→ **Listed entries**

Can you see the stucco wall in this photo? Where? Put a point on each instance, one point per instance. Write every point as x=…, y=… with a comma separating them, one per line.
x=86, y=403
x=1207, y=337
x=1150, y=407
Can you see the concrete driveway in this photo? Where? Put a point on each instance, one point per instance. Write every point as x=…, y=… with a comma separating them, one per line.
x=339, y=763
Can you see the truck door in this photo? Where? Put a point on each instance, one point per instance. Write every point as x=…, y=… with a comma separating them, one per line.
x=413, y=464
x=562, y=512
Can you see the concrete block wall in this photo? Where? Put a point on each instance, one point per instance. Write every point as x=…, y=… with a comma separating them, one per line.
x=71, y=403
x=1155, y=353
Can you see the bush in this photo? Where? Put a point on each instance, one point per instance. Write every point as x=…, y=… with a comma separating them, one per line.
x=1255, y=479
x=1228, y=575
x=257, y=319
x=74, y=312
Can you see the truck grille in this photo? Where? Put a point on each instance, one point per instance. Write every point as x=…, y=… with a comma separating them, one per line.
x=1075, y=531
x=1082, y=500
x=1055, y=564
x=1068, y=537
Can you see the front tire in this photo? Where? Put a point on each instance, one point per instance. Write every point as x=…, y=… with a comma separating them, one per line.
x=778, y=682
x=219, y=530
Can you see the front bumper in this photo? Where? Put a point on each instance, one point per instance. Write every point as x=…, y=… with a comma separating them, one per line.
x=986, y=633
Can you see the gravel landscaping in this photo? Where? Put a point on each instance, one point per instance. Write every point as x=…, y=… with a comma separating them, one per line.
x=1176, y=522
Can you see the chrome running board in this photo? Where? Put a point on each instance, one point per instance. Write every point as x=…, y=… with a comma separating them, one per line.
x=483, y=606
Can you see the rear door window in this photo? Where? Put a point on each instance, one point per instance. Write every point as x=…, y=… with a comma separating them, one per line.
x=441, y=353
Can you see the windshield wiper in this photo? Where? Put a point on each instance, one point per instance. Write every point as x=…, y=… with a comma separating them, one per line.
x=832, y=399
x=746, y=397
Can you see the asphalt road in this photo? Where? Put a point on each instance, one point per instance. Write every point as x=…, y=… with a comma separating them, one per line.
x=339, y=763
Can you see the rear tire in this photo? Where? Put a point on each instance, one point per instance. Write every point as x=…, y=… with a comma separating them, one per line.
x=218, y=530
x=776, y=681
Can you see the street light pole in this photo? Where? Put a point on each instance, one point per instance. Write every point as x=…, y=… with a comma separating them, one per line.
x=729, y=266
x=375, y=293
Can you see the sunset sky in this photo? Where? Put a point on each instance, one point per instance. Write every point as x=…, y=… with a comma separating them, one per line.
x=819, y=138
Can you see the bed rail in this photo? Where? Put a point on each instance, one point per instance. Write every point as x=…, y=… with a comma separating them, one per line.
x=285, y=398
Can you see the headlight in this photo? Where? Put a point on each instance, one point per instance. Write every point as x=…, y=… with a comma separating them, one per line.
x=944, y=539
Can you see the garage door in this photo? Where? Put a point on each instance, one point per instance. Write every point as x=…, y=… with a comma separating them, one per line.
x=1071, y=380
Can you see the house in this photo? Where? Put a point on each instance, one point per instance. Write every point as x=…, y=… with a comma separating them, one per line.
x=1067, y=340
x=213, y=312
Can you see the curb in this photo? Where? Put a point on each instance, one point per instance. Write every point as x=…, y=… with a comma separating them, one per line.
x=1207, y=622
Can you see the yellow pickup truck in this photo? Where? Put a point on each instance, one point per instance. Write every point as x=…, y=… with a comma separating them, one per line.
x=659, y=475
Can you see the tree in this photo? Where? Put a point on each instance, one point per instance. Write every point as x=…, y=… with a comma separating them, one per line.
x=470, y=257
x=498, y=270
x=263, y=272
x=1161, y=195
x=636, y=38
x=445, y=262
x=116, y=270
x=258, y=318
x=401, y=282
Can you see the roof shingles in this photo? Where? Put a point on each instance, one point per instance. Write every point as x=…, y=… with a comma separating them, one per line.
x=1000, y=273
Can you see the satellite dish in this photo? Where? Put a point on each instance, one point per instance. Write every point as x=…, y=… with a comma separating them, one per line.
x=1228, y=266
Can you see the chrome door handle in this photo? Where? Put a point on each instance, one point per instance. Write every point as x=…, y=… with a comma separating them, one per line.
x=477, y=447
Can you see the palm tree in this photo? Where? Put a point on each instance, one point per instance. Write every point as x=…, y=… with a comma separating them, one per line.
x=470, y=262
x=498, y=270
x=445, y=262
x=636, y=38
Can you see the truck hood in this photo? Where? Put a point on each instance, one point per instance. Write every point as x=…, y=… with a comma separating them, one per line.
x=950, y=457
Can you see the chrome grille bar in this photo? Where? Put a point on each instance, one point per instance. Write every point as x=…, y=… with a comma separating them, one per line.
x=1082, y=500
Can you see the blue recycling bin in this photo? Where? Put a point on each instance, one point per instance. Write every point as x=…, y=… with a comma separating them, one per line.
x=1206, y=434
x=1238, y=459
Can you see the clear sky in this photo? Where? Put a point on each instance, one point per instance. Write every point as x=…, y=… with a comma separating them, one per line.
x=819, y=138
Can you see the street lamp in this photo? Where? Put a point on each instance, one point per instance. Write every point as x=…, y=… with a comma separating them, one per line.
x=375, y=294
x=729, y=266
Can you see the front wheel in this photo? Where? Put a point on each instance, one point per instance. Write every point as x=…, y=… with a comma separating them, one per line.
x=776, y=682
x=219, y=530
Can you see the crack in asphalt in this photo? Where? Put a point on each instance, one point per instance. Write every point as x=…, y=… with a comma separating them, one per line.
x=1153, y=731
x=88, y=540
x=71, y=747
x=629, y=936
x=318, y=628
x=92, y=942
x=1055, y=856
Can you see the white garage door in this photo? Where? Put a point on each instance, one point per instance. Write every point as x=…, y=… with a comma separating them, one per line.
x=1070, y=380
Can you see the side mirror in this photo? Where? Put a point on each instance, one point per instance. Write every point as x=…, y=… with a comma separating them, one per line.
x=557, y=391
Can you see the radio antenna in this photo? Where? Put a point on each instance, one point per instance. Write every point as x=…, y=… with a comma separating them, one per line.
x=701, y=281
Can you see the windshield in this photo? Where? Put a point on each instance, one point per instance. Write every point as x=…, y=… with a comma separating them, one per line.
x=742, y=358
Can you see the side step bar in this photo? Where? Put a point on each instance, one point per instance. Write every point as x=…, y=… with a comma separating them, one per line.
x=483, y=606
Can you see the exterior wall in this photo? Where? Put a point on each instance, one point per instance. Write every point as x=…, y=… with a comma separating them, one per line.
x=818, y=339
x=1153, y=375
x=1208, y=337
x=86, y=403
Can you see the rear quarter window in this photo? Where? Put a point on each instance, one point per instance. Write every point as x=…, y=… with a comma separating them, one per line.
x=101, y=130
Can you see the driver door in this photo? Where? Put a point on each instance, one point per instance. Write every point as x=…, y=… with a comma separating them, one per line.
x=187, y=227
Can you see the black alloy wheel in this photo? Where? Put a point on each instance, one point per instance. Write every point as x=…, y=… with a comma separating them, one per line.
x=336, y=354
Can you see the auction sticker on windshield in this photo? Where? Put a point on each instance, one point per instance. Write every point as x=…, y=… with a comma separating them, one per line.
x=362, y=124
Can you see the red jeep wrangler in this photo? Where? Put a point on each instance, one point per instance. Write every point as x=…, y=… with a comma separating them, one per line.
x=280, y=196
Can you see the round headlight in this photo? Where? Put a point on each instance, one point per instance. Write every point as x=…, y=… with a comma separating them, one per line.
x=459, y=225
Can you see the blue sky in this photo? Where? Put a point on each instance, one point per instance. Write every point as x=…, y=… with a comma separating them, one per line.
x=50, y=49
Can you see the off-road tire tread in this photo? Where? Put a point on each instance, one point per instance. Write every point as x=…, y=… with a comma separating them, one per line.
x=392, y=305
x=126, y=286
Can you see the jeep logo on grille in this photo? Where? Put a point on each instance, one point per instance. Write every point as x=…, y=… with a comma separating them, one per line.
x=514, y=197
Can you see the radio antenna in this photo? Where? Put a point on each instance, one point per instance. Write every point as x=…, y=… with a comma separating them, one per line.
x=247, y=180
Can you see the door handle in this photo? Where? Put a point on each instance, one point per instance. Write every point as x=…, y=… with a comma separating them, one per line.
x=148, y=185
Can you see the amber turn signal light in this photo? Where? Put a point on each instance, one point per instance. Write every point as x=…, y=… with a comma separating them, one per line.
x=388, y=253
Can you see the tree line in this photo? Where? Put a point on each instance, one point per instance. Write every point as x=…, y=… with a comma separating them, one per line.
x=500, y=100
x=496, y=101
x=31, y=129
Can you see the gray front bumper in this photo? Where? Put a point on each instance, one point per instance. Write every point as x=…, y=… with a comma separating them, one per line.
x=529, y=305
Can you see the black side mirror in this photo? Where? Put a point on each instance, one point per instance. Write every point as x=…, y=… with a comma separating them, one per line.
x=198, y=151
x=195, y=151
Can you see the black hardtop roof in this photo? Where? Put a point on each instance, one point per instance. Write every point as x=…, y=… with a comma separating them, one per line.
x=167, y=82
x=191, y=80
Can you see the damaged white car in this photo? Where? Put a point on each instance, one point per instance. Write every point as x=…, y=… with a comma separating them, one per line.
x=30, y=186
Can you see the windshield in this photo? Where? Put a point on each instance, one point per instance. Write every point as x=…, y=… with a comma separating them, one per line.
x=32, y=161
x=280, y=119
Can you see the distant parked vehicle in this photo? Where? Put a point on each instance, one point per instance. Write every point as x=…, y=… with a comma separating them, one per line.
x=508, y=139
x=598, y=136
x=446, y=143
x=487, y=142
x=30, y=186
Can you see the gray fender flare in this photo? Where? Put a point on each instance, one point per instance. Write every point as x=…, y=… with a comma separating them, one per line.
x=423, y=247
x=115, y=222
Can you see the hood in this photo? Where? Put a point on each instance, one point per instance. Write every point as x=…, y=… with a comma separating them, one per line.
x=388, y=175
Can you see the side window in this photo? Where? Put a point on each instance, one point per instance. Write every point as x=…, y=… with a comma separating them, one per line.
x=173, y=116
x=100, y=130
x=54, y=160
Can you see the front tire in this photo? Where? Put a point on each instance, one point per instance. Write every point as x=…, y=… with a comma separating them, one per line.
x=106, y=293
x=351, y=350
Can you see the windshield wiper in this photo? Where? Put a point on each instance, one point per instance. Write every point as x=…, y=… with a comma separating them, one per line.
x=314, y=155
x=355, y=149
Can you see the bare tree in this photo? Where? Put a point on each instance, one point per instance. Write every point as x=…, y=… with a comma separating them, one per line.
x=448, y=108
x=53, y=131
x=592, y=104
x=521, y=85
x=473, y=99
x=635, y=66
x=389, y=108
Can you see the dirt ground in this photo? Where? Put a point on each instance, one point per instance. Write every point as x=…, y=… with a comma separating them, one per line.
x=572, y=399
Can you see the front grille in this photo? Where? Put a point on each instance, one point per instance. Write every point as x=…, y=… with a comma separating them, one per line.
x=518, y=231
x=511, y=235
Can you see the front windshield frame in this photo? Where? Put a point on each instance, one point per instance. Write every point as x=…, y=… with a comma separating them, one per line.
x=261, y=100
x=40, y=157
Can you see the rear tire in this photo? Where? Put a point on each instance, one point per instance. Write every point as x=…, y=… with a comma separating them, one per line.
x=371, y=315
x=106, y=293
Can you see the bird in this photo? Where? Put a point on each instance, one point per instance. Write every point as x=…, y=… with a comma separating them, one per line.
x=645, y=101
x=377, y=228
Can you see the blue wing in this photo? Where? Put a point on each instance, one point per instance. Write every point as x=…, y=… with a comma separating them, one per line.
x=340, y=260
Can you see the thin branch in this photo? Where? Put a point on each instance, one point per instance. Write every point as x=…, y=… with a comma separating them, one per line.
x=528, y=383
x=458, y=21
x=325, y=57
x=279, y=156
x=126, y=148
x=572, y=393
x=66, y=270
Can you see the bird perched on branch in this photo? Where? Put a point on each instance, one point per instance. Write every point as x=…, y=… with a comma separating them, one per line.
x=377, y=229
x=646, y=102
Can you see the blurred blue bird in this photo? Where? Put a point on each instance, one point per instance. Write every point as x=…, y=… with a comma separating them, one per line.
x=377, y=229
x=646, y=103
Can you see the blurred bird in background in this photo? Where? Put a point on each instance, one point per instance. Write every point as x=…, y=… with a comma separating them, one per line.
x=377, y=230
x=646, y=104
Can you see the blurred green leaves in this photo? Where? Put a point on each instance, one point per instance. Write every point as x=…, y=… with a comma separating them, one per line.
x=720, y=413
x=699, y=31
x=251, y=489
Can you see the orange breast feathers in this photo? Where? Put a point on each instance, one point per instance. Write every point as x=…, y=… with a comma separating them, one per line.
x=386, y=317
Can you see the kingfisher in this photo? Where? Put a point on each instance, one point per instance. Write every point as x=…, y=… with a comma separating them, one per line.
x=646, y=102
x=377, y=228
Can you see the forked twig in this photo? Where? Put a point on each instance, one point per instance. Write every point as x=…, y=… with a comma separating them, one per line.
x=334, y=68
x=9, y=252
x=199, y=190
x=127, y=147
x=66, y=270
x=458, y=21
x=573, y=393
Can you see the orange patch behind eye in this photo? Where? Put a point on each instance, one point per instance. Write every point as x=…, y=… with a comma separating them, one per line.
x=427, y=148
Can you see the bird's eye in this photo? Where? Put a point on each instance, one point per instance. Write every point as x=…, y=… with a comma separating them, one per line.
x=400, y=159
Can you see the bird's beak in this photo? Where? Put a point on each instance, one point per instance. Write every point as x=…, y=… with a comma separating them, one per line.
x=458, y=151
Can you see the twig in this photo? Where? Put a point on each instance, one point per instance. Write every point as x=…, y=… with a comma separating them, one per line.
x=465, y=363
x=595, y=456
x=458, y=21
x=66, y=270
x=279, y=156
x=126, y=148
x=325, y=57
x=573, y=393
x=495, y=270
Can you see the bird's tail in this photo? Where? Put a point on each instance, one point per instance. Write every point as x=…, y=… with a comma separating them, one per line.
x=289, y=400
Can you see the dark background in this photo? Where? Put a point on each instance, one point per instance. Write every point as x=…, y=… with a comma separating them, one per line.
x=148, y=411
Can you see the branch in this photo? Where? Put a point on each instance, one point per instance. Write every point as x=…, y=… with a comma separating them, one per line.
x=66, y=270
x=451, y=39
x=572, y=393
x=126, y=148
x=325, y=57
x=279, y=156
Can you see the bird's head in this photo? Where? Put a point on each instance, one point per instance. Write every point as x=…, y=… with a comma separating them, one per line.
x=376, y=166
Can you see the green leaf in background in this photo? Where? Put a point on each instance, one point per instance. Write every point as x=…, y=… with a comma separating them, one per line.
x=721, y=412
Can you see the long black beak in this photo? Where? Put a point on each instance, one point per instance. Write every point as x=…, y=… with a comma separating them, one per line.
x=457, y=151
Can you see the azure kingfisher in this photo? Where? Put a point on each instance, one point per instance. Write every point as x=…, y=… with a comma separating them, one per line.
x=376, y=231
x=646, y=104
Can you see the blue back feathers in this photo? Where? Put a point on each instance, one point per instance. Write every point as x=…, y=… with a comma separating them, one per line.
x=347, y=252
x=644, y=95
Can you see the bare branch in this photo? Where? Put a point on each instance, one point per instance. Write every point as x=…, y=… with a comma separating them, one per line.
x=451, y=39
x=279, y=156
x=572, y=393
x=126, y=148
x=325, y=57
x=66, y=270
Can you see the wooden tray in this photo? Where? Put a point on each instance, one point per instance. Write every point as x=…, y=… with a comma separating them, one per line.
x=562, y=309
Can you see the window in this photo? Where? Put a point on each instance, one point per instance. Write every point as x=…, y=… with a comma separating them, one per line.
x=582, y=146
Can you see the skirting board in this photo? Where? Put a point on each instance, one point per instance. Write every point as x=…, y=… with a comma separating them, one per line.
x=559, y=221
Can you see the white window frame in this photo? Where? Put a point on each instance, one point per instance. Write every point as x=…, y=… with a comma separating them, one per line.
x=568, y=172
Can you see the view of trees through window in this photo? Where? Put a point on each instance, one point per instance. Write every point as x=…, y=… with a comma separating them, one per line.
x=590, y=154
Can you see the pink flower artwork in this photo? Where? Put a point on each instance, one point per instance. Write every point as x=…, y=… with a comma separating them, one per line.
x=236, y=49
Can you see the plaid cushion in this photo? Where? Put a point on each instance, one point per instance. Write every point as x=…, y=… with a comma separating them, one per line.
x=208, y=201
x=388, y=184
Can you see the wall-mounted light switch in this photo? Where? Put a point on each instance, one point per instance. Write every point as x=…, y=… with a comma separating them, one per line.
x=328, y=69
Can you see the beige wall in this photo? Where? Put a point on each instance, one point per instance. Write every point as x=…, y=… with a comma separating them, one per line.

→ **Instructions for the task**
Would you give again, word for word, every line from the one with "Can you see the white window" through the final line of the listing above?

→ **The completed task**
Can you see the white window frame in this photo? Where? Put a point on each instance, one point per instance. Write every point as x=…, y=… with a comma separating them, one per line.
x=568, y=172
Can you see the view of trees through window in this photo? Where? Put a point on each instance, one point per instance. Write every point as x=…, y=… with a comma separating them, one per line.
x=590, y=154
Can you see the pink flower artwork in this photo? Where? Put a point on each instance, one point per instance. Write every point as x=…, y=… with a comma separating them, one per line.
x=236, y=49
Can you see the plaid cushion in this photo? Where? Put a point on each instance, one point per instance. Write every point as x=…, y=… with a comma separating them, one per line.
x=208, y=201
x=388, y=184
Can you see the wall-mounted light switch in this photo? Where? Put a point on each instance, one point per instance. Write every point as x=…, y=… with a comma separating them, one per line.
x=328, y=69
Can you see the beige wall in this photo? Where? Put a point on each instance, one point per instance. Write every point as x=…, y=… with a comma separating them, one per line.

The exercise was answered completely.